Also from 40+ year old vines. Medium-plus ruby – just starting to brown a little at the rim. Starts with a waft of very deep and concentrated cherry, but a cedary/currant pie note gradually takes over. Fat and mouth coating, really super pure fruit, balanced acidity and absolutely the smoothest of tannin. There’s no denying the quality of the underlying material, but the woody/cedary note on the nose is also evident on the palate and is very similar in character to what I didn’t like about the 1991 Ponsot Griotte – it’s a transient thing though, as after two hours the cedary note is completely gone. There’s a super, ever changing finish, lovely wine.
1998 Nicolas Potel, Pommard Les Epenots
Medium ruby colour. The nose has black and red cherry – shaded to black – with a sweet capuccino tail – still quite primary. The palate doesn’t show much fat, but there’s super acidity and deep, drying, velvetty tannins. Despite the lack of fat, the fruit seems amply concentrated. A good, above average length finish too. Restored my faith, the first two bottles from the case were corked!
1993 Comte Armand, Pommard Clos des Epeneaux
Medium-plus ruby colour – fading a little towards the rim, but almost impossible to guess the age. The high toned nose is still primary, though if I had to try and put a name to the fruit I’d say crushed raspberries. The palate has good fat, very good acidity and lovely concentrated fruit. The tannins are svelte and well managed and the length is very impressive. Actually this is a very refined wine that should only get better – leave for 5 years if you can keep your hands off it!

= What is being asked =
In the tasting notes, swap "raspberries" for "blackberries" in everything from "1993 Comte Armand, Pommard" down to "hands off it!", and give that stretch again.

= Data lines =
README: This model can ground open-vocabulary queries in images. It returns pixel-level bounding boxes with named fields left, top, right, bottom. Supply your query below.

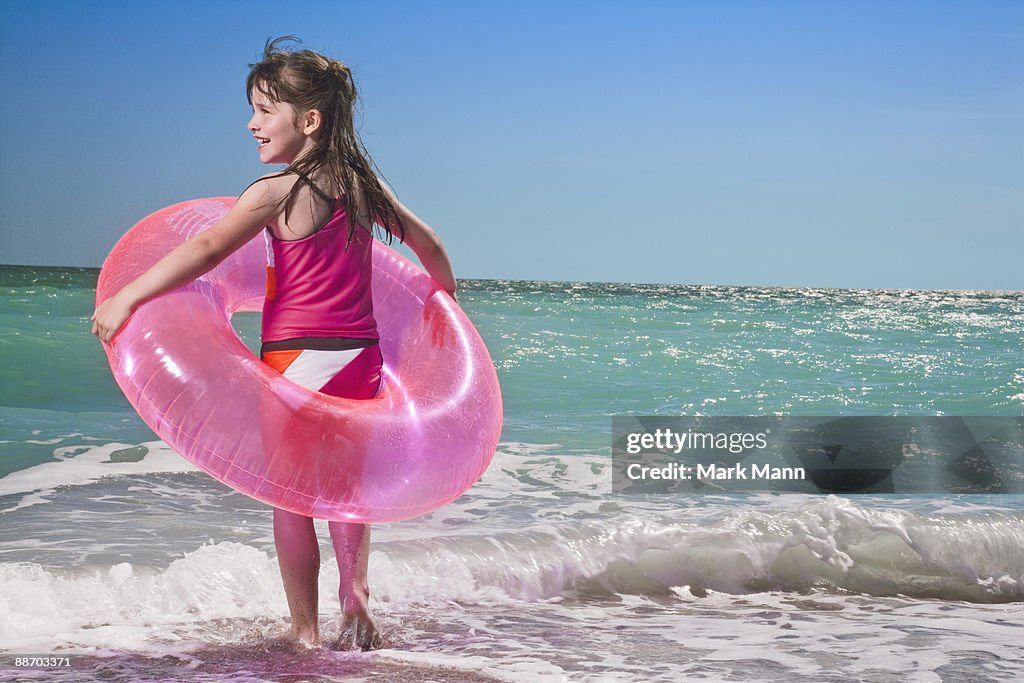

= Task solution =
1993 Comte Armand, Pommard Clos des Epeneaux
Medium-plus ruby colour – fading a little towards the rim, but almost impossible to guess the age. The high toned nose is still primary, though if I had to try and put a name to the fruit I’d say crushed blackberries. The palate has good fat, very good acidity and lovely concentrated fruit. The tannins are svelte and well managed and the length is very impressive. Actually this is a very refined wine that should only get better – leave for 5 years if you can keep your hands off it!